## EXERCISE
Of all the entries below, retype only the lines from the one with "Query: dark night sky" through the one with "Can you find the cilantro", exactly as they appear.

***** INFORMATION PROVIDED

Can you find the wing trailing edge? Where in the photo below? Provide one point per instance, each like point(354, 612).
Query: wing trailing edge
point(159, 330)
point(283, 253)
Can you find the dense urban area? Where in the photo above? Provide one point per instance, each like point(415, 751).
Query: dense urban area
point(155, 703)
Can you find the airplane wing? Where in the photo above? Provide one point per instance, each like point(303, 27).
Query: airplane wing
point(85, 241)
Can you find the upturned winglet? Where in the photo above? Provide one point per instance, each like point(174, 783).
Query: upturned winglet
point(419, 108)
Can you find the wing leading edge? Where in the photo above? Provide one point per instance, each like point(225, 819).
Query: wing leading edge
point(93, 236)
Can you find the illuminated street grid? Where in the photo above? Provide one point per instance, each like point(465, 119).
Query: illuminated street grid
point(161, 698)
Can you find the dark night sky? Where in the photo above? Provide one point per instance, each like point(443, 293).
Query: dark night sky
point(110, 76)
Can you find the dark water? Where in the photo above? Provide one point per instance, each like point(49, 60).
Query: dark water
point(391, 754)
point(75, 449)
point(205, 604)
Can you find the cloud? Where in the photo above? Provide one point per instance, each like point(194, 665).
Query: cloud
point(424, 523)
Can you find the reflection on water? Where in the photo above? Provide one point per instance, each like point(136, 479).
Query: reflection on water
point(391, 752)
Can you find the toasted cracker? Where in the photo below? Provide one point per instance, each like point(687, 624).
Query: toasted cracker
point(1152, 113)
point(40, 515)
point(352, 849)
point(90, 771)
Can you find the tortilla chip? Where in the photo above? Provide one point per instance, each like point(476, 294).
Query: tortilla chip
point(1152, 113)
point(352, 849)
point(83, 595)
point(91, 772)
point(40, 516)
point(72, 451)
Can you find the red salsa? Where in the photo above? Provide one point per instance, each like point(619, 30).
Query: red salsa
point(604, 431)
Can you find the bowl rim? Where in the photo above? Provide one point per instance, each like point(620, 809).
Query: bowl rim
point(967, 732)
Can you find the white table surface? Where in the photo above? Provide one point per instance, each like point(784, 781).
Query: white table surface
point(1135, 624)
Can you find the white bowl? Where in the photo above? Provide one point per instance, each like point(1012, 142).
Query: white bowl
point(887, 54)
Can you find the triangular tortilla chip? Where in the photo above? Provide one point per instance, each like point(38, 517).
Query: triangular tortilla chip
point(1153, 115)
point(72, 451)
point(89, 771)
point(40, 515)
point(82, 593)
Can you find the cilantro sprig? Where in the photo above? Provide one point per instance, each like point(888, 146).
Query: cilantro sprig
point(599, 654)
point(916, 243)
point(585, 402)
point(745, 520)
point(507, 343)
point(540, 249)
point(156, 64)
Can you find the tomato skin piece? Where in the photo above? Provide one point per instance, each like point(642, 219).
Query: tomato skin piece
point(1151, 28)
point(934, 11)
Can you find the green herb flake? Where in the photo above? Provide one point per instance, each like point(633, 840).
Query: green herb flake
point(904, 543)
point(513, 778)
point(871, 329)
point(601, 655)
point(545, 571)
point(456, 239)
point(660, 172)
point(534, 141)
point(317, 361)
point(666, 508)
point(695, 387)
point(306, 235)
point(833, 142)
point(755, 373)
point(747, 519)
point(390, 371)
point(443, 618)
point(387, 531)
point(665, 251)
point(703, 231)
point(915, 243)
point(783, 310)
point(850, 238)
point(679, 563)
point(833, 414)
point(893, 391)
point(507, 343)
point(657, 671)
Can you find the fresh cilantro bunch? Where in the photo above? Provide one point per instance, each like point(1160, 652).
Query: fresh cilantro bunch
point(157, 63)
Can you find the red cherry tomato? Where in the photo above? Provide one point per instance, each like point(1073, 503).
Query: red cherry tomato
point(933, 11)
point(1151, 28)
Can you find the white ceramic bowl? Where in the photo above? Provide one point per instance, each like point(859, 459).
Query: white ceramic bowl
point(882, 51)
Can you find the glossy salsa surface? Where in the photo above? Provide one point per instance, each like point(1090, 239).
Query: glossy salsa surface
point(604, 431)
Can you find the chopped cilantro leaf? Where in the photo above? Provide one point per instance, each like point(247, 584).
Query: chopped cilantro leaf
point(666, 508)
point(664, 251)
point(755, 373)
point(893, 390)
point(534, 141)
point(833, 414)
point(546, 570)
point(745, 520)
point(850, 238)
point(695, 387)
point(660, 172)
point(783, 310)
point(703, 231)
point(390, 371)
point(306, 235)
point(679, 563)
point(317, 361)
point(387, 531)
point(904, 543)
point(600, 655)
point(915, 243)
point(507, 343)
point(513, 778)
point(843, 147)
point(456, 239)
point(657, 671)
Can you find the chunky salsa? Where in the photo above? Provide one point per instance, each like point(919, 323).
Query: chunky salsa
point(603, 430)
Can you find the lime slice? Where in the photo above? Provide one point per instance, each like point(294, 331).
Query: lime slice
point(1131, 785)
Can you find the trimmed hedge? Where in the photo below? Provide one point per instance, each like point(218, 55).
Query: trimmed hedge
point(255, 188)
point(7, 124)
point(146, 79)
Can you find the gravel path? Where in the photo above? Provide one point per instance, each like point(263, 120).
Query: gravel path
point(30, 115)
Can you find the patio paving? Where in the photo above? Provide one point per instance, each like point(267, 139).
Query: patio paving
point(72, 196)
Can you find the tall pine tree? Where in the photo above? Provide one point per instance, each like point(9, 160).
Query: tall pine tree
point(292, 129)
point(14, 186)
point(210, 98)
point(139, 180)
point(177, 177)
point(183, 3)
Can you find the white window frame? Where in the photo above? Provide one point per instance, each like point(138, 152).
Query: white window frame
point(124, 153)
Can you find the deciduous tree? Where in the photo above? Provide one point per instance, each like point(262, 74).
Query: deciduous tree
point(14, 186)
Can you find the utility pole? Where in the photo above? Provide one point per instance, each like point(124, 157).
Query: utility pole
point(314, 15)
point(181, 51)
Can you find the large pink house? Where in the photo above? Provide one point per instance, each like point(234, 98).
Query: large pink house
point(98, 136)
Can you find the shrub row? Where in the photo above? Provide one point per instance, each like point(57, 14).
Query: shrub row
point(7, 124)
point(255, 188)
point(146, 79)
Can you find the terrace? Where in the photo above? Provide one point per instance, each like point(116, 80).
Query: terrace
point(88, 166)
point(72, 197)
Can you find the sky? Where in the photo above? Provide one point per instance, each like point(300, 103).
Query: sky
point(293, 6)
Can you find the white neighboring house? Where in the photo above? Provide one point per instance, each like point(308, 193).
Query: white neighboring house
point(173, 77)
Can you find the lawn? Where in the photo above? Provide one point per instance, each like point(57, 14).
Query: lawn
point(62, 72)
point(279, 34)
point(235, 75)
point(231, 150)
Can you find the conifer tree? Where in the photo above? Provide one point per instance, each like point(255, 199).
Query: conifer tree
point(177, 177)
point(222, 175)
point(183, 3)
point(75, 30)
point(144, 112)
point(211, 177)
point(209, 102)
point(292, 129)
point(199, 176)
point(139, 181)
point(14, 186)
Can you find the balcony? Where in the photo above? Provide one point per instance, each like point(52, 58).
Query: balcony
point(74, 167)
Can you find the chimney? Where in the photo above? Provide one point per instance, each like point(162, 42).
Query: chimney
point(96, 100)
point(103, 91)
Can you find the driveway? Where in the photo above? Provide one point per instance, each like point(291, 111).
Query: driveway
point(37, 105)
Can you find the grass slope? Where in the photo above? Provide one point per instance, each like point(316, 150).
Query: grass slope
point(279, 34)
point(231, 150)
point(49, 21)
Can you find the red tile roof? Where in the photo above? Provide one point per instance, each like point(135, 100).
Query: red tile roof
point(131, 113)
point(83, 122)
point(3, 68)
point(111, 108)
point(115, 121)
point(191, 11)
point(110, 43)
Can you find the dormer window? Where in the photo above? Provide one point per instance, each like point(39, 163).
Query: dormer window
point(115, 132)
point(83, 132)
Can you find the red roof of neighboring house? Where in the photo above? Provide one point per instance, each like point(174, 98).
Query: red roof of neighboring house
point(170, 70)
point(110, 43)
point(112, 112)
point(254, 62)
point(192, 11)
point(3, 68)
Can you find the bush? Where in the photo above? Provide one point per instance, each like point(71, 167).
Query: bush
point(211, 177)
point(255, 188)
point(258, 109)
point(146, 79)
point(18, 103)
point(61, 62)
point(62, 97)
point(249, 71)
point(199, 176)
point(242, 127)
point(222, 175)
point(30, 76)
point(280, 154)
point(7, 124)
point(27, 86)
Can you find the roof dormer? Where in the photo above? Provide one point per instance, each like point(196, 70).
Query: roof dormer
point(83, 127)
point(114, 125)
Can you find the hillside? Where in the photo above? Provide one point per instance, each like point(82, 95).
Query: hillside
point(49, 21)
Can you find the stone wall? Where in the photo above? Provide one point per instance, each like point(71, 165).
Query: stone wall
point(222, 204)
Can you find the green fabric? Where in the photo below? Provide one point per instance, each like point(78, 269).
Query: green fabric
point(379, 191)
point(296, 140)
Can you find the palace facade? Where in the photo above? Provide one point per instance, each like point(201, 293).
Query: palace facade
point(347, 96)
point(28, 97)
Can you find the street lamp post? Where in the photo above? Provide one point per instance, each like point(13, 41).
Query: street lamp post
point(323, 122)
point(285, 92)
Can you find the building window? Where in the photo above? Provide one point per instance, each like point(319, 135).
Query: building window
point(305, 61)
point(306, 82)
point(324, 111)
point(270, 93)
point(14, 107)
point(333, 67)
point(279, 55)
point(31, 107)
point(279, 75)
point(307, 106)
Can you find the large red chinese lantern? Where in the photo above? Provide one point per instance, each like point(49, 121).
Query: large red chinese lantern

**********

## ANSWER FOR THE TASK
Query: dark night sky
point(110, 76)
Can you find the dark water? Where in the photo above? Provide one point per instance, each like point(49, 60).
Query: dark water
point(391, 754)
point(75, 449)
point(205, 604)
Can you find the cloud? Where in the photo above? Provide one point per instance, each like point(194, 665).
Query: cloud
point(424, 523)
Can you find the reflection on water? Where in the photo above? Provide one point per instance, each like point(136, 479).
Query: reflection on water
point(391, 752)
Can you find the toasted cracker? Where in the photo below? Provide one point per instance, each like point(687, 624).
Query: toasted cracker
point(1152, 113)
point(40, 515)
point(352, 849)
point(90, 771)
Can you find the tortilla chip? Where in the photo above? Provide one point per instance, each like point(476, 294).
Query: tortilla chip
point(1152, 113)
point(352, 849)
point(83, 595)
point(91, 772)
point(40, 516)
point(72, 451)
Can you find the red salsa? Where in the photo above? Provide one point per instance, each like point(619, 30).
Query: red salsa
point(604, 431)
Can you find the bowl rim? Where in the photo above? Provide one point per instance, each like point(620, 809).
Query: bowl rim
point(967, 732)
Can you find the white table surface? Where in the photo above? Provide one point per instance, each like point(784, 781).
Query: white table surface
point(1135, 624)
Can you find the white bowl? Where in the photo above? Provide one point per instance, each like point(1012, 142).
Query: white bowl
point(887, 54)
Can you find the triangular tortilla chip? Where in the photo above? Provide one point per instance, each like point(38, 517).
Query: triangular tortilla chip
point(1153, 115)
point(72, 451)
point(89, 771)
point(40, 515)
point(82, 593)
Can you find the cilantro sprig? Where in the photo above? Provide one point per instance, each like point(888, 146).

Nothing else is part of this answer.